● LIST OF TASKS:
- 1) In the text on natural sleep aids, where is melatonin produced?
- 2) Extend the text on natural sleep aids past its final line, a heading about how much melatonin it takes to help increase sleep.

● SELECTED EXTRACT:
-------------------------

Natural Sleep Aids and Remedies
If you're searching for a natural sleep aid to put an end to your insomnia, here's something to keep in mind. Some sleep aids and herbal remedies may help induce sleepiness. But natural products and dietary supplements are not regulated by the FDA. That makes it difficult to judge their safety and effectiveness. That's why it's important to know as much as you can about sleep herbs before you try a product.
What is melatonin?
Melatonin is a hormone produced in the pineal gland in the center of your brain. Melatonin regulates the body's circadian rhythms. Those are daily rhythms such as your sleep-wake cycle. The levels of melatonin in the blood are highest prior to bedtime.
Can melatonin help me sleep?
Melatonin may improve sleep. Scientific findings show that melatonin decreases the time it takes to fall asleep ("sleep latency"), increases feelings of "sleepiness," and may increase the duration of sleep.
Melatonin has been used successfully for sleep enhancement in healthy individuals, as well as to reduce feelings of jet lag during global travels. This natural hormone is also being tested as a sleep aid with the elderly and other populations. In addition, studies are focusing on whether or not melatonin can help improve sleep patterns in individuals with depression.
Are there risks associated with taking melatonin?
Melatonin, like all natural dietary supplements, is unregulated and untested for long-term use in humans. Some people find that melatonin causes grogginess and depression. Others report falling asleep quickly with melatonin only to awaken in the middle of the night. Still, studies show that melatonin is safe with short-term use (three months or less).
How much melatonin does it take to help increase sleep?

-------------------------

● RECORDS PROVIDED:
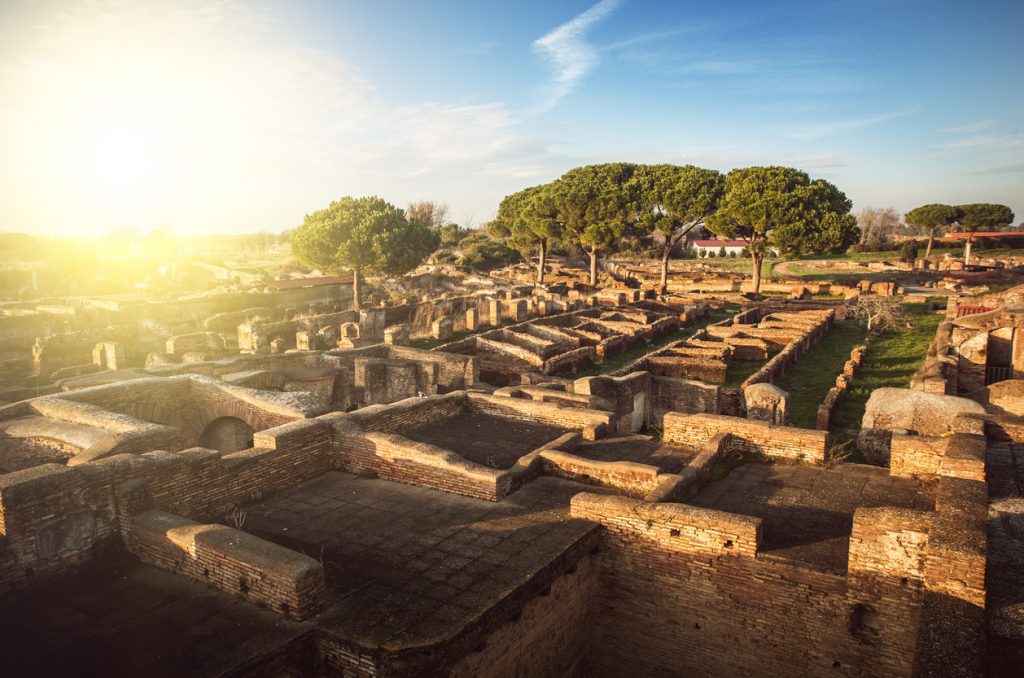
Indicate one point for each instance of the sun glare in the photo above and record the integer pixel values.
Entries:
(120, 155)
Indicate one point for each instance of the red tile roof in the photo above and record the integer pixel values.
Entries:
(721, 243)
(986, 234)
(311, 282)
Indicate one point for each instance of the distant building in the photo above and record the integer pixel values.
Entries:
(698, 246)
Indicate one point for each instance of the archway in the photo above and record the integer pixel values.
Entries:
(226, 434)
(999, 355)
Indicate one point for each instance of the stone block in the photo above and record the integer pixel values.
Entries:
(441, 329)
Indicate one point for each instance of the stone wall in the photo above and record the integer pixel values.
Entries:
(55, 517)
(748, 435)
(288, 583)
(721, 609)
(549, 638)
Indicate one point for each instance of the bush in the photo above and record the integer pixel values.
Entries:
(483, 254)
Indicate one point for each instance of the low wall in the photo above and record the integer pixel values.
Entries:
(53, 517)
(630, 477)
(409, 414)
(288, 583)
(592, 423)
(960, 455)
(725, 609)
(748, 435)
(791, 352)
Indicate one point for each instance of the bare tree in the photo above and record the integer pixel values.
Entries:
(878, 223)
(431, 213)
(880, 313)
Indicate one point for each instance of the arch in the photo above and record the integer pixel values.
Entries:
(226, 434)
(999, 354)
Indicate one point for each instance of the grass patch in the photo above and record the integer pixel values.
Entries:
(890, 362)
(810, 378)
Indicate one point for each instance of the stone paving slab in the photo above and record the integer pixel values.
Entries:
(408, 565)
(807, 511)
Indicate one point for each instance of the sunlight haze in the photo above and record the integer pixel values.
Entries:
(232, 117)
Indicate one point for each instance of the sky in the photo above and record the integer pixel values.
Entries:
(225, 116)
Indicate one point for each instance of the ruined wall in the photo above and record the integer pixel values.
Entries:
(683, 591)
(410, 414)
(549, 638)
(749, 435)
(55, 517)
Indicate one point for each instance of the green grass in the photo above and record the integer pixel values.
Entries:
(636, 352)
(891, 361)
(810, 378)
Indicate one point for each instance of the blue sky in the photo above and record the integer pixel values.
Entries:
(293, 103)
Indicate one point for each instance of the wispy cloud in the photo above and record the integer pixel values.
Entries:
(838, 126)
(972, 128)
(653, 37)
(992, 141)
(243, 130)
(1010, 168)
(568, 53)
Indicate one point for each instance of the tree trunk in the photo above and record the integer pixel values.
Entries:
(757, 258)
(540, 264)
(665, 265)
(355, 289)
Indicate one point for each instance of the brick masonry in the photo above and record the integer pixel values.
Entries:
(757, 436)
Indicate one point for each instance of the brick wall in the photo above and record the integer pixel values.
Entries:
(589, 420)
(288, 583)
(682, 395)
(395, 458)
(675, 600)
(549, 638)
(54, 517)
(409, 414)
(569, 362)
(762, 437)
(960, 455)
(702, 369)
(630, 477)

-------------------------

● OUTPUTS FOR THE TASKS:
- 1) In the pineal gland in the center of the brain.

- 2)
A host of studies show that as little as 0.1 to 0.3 milligrams may be enough for most people. Experts suggest that the fast-release melatonin is possibly more effective as a sleep remedy than the slow-release formulas.
Is valerian a helpful sleep remedy?
Valerian is an herbal extract. It is one of the leading natural supplements for managing anxiety and insomnia. Some limited findings show that valerian may reduce the time needed to fall asleep and may improve sleep quality. Unlike the benzodiazepines, most people feel no morning grogginess after taking valerian. Other findings were not as promising. They showed that when compared to a placebo, valerian didn't relieve anxiety or insomnia any better than the placebo.
There is some support for the idea that using valerian over a period of time (such as over four weeks) may be more effective than taking it one night only. People who are poor sleepers may find more benefit that those who are normally good sleepers.
Are there risks associated with taking valerian?
Valerian is usually well-tolerated for up to a month to six weeks. Sometimes there may be headache or a "hangover" feeling after using valerian. A few studies indicate valerian impairs thinking for a period of time after it is used.
There are no reports of drug interaction with alcohol with valerian. Also, there are no reports of "valerian addiction," like you might find with some pharmaceutical sleep aids. Some people report a stimulating effect with valerian.